- **Task instructions**
• 1. According to the cold pool text, on what range of calendar dates does the summer's lowest areal extent occur?
• 2. Rewrite everything in the cold pool text from "What happens to" down to "past 75 years.", swapping "hemispheric" for "global".

#### Text shown

What happens to the wintertime cold pool in summer?

We have commented a number of times in the past few years about the areal extent of the hemispheric cold pool of air at 850 mb — about 1 mile above the surface — during the winter. As one might expect, that pool expands dramatically from October through February and then begins to contract as we move toward spring and summer.

Our analysis uses the minus 5 degrees Celsius (23 degrees Fahrenheit) isotherm (line of constant temperature) and has shown that the average winter cold pool area has systematically shrunk in the past 75 years.

One might reasonably wonder if this cold pool survives at all during the height of Northern Hemisphere summer. As it turns out, some summers have a number of days in mid-July on which there is absolutely no air at 850 mb that is as cold as minus 5 Celsius. Roughly half of the past 75 years have had such a “vanishing” cold pool, with many of the other years getting very close to vanishing.

The calendar date on which the lowest areal extent is observed in a given summer varies from around July 4 to as late as July 23. Thus, later this week we will likely be close to the day of the minimum area for the year.

########
#### Extracted data

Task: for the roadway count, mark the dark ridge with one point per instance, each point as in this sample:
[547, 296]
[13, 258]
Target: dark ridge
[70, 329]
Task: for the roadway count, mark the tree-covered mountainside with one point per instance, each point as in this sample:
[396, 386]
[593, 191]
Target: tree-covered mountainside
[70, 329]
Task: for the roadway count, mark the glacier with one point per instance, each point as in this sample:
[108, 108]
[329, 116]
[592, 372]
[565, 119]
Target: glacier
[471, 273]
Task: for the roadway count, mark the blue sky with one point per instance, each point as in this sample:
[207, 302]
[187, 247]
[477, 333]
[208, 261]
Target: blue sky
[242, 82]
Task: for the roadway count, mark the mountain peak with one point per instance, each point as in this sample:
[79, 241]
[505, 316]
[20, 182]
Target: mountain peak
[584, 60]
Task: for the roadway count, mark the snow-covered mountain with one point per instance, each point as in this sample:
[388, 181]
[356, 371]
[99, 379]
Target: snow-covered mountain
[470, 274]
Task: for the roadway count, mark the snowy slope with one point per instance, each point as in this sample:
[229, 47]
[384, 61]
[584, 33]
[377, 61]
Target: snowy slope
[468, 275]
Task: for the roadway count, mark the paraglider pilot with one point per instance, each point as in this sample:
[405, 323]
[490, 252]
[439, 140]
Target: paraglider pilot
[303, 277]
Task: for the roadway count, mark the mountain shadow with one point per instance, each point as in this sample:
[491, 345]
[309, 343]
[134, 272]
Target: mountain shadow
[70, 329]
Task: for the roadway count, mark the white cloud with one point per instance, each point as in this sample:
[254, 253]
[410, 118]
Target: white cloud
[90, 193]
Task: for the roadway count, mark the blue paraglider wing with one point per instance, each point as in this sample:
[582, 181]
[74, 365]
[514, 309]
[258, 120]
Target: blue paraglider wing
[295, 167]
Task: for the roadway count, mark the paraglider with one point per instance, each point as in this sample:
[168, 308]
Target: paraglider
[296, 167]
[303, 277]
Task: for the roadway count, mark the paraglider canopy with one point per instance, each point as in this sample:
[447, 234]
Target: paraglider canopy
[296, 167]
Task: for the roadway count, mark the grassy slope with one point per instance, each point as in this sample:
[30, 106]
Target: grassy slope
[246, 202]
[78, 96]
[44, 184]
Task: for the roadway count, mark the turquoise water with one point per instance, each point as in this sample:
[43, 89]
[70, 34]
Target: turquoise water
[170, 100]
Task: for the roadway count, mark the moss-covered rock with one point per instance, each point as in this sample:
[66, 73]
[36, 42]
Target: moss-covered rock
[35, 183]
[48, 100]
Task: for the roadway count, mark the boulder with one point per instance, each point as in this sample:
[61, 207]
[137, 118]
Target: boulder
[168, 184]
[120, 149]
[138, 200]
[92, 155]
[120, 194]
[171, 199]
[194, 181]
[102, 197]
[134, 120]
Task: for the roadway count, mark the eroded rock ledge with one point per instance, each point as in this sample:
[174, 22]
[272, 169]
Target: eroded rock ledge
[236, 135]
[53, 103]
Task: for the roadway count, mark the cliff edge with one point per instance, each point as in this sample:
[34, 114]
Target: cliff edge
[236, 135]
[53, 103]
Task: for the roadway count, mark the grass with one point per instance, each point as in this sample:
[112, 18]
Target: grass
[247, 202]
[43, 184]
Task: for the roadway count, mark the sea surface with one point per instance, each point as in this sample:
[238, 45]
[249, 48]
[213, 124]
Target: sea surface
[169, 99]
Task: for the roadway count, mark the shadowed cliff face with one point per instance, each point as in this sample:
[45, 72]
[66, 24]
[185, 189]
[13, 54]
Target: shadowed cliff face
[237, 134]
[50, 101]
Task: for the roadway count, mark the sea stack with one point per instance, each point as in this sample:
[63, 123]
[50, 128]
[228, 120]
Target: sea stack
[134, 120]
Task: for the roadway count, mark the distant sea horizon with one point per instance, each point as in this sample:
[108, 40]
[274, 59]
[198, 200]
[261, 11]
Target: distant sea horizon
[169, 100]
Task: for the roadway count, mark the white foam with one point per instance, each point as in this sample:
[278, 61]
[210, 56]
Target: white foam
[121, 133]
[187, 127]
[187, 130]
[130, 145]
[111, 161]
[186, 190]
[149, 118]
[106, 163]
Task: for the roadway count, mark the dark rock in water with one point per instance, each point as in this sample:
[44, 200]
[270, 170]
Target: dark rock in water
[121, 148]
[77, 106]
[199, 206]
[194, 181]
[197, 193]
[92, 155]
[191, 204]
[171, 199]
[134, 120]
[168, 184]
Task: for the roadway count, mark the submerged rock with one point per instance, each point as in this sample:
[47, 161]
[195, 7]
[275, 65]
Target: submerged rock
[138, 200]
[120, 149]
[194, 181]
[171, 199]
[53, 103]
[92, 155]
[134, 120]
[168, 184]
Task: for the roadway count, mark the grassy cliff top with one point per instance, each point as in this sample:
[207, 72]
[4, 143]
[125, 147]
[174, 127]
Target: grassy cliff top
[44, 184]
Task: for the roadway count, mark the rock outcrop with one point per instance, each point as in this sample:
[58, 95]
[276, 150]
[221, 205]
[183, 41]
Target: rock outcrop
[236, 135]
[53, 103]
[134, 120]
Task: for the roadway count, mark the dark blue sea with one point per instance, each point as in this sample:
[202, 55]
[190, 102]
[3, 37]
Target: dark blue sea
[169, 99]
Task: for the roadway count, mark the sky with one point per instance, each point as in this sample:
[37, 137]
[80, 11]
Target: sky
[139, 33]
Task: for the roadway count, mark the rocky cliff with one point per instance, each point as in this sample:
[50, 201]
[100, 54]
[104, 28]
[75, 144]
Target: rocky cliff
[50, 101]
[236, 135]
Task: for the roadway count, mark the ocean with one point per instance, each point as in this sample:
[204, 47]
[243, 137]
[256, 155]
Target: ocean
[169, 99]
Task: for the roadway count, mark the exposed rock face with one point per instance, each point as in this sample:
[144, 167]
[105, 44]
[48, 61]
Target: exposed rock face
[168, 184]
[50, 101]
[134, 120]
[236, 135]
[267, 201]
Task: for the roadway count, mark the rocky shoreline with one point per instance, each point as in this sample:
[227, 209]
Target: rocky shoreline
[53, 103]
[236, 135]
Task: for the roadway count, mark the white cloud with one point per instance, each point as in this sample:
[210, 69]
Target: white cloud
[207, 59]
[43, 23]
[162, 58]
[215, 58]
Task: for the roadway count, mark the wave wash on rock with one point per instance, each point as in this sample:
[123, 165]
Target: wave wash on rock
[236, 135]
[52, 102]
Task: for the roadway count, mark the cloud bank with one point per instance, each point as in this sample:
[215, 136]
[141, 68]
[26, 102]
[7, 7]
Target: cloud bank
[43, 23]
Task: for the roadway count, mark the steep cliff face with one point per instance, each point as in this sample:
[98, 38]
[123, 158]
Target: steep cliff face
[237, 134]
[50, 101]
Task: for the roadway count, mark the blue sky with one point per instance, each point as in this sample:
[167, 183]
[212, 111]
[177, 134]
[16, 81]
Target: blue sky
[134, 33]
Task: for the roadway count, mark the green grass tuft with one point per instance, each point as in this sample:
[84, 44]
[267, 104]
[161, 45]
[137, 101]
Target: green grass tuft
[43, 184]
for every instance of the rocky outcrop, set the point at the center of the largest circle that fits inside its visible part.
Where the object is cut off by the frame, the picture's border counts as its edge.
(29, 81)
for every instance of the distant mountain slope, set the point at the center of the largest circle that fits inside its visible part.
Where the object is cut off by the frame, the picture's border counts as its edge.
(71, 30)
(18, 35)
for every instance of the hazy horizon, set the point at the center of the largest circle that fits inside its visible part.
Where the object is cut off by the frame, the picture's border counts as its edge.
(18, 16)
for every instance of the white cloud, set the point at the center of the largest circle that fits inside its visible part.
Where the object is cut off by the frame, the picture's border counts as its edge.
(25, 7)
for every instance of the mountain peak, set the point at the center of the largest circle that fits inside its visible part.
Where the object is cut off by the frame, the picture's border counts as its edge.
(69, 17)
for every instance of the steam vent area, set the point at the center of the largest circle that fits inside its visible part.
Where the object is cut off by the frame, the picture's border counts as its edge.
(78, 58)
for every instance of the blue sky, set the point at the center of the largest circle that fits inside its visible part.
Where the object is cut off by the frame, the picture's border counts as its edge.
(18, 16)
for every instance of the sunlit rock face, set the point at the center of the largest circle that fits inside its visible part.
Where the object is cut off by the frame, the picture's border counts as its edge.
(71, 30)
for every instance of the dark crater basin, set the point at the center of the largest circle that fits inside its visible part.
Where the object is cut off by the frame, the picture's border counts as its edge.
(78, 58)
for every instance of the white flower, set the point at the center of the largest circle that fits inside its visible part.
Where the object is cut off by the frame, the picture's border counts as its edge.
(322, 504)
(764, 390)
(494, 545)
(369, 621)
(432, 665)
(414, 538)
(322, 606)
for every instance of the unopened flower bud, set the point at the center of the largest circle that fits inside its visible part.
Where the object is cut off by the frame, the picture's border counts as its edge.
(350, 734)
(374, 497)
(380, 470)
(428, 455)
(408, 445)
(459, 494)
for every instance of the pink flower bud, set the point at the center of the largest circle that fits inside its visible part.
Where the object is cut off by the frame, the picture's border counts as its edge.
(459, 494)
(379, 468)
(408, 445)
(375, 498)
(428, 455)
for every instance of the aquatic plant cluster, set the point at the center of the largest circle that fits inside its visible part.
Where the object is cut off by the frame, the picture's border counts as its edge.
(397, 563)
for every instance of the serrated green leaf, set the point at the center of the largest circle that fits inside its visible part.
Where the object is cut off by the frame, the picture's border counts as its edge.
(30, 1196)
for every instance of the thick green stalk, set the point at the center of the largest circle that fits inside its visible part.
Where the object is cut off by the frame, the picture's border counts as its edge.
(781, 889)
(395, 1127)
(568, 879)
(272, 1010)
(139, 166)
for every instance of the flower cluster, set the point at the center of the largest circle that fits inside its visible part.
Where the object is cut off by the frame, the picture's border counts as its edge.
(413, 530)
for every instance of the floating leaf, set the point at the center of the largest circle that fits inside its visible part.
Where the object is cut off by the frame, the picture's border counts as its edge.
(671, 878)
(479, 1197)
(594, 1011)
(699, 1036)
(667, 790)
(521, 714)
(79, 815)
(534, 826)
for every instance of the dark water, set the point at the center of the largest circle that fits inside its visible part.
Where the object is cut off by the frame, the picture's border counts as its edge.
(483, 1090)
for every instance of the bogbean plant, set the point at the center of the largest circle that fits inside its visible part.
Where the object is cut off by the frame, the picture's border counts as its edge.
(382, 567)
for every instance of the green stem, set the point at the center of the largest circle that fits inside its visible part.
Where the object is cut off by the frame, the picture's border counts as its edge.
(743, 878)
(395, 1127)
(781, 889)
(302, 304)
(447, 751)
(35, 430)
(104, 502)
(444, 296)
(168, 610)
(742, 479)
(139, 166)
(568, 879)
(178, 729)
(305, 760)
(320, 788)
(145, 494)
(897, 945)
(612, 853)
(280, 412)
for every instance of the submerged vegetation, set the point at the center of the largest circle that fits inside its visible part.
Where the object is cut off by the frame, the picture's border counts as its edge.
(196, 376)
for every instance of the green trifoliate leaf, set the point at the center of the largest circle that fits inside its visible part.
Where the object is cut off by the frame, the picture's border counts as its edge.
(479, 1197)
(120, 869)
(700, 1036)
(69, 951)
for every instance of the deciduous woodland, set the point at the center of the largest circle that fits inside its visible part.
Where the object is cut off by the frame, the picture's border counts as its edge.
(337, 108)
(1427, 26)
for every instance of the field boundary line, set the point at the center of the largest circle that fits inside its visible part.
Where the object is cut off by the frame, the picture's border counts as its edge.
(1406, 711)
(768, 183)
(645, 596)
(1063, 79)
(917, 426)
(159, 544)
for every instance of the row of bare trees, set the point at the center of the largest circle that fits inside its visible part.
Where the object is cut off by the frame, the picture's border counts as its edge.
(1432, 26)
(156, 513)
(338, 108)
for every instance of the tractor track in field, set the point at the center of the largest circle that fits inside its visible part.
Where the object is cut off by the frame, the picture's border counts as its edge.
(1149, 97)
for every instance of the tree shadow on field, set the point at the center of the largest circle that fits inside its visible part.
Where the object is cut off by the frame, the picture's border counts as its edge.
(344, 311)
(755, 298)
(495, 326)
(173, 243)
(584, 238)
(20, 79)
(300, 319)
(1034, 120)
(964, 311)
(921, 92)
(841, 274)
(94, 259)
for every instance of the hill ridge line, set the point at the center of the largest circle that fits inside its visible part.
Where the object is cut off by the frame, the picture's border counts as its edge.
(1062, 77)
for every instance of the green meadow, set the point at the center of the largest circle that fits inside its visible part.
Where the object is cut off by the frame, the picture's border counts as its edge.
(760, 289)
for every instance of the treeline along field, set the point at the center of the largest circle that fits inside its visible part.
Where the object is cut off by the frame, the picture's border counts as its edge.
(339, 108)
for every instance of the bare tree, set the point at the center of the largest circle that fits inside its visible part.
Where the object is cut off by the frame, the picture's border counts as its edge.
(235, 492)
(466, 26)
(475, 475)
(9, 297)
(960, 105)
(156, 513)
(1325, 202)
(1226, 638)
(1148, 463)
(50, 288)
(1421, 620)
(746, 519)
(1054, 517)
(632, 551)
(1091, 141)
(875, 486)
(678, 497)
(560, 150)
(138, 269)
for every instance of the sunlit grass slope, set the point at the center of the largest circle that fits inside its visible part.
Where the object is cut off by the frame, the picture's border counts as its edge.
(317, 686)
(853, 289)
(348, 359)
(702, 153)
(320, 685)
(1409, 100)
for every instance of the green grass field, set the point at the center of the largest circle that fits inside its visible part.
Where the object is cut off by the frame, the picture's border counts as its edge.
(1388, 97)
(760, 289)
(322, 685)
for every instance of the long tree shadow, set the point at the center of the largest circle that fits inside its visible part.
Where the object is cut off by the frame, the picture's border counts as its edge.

########

- **Results of the exercise**
• 1. It occurs from around July 4 to as late as July 23.

• 2.
What happens to the wintertime cold pool in summer?

We have commented a number of times in the past few years about the areal extent of the global cold pool of air at 850 mb — about 1 mile above the surface — during the winter. As one might expect, that pool expands dramatically from October through February and then begins to contract as we move toward spring and summer.

Our analysis uses the minus 5 degrees Celsius (23 degrees Fahrenheit) isotherm (line of constant temperature) and has shown that the average winter cold pool area has systematically shrunk in the past 75 years.